Page excerpt:
==================================================

Tuesdays with Wilcockson #2

Merckx on the Col d’Allos at the 1975 tour de France

Grinta: the hidden ingredient of great racers

The Italian word grinta has become so prevalent in cycling journalism that a Dutch-language magazine in Belgium chose Grinta for its title. Translated, it means grit, spunk, bravery, or endurance. And when European sportswriters use the word to describe an underdog’s performance in cycling’s Heroic Era of the early 20th century, they are likely thinking of all four of those nouns.

They would certainly use grinta to describe how Eugène Christophe, when leading the 1913 Tour de France, broke his forks on the descent of the Tourmalet, walked more than 10km with the bike on his shoulder, crying all the way, to reach Ste. Marie-de-Campan, where he repaired the forks at the village blacksmith’s shop, and then, despite having lost a couple of hours, carried on riding over the Aubisque and Peyresourde climbs to Luchon — and still finished that Tour in seventh overall.

==================================================

Data section:
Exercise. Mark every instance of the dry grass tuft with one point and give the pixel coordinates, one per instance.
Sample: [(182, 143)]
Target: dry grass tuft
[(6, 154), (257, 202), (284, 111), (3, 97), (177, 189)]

==================================================

Tasks:
**1)** In the grinta article, answer each of the following:
(a) What four English words does the text give as translations of grinta?
(b) What publication chose Grinta as its title?
(c) Where did Eugène Christophe repair his broken forks?
**2)** Continue the grinta article from the point where it stops.

Answers to the exercises:
**1)**
(a) Grit, spunk, bravery, and endurance.
(b) A Dutch-language magazine in Belgium.
(c) At the village blacksmith's shop in Ste. Marie-de-Campan.

**2)**
Journalists would use grinta to tell the story of Fausto Coppi’s winning the Cuneo to Pinerolo stage of the 1949 Giro d’Italia in a 192km-long solo breakaway over five mountain passes … or describe the heroism of Eddy Merckx at the 1975 Tour when he battled to second place overall after being punched in the liver on one stage and breaking his jaw on another … or relate how Lance Armstrong picked himself up after being floored at the foot of Luz-Ardiden, fighting back to the lead group and then charging clear to win the stage (with a cracked frame) to clinch the 2003 Tour yellow jersey.

So how does the latest generation of pro racers shape up to those cycling legends? Do they exhibit the same levels of grinta as their predecessors?

Take reigning world champion Mark Cavendish. The man with the flashy sprint certainly has to show grit and bravery in negotiating a risk-filled mass stage finish at the Tour or Giro. But his performance that impressed me the most was when he won (with Rob Hayles) the Madison title at the 2005 track worlds in Los Angeles.

The then teen-aged Cavendish was a last-minute replacement and had never teamed with the veteran Hayles before. They overcame their lack of competitive experience together with sheer class. The pair was impressively fast in lapping the field to take the lead with 28 laps to go — and even more impressive, Cav especially, in hanging with the pack as team after team launched attacks in the closing kilometers.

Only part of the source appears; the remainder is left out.